[What you should do] Copy every line of the records below, character for character.

[Available data]
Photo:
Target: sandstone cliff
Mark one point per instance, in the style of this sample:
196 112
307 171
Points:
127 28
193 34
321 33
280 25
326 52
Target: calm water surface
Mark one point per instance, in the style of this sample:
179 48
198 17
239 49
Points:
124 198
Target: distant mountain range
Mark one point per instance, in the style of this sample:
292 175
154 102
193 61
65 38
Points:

[Solution for this problem]
Photo:
Target: sandstone cliff
Mark one point per instance, in the style of this sample:
196 112
307 171
Points:
127 28
193 34
321 33
280 25
326 52
Target: calm water surface
Mark one point per instance, in the style of this sample:
179 48
198 17
239 49
Points:
124 198
Target: distant mountain range
Mark one point per instance, in the style of this sample:
292 175
154 102
193 61
65 38
Points:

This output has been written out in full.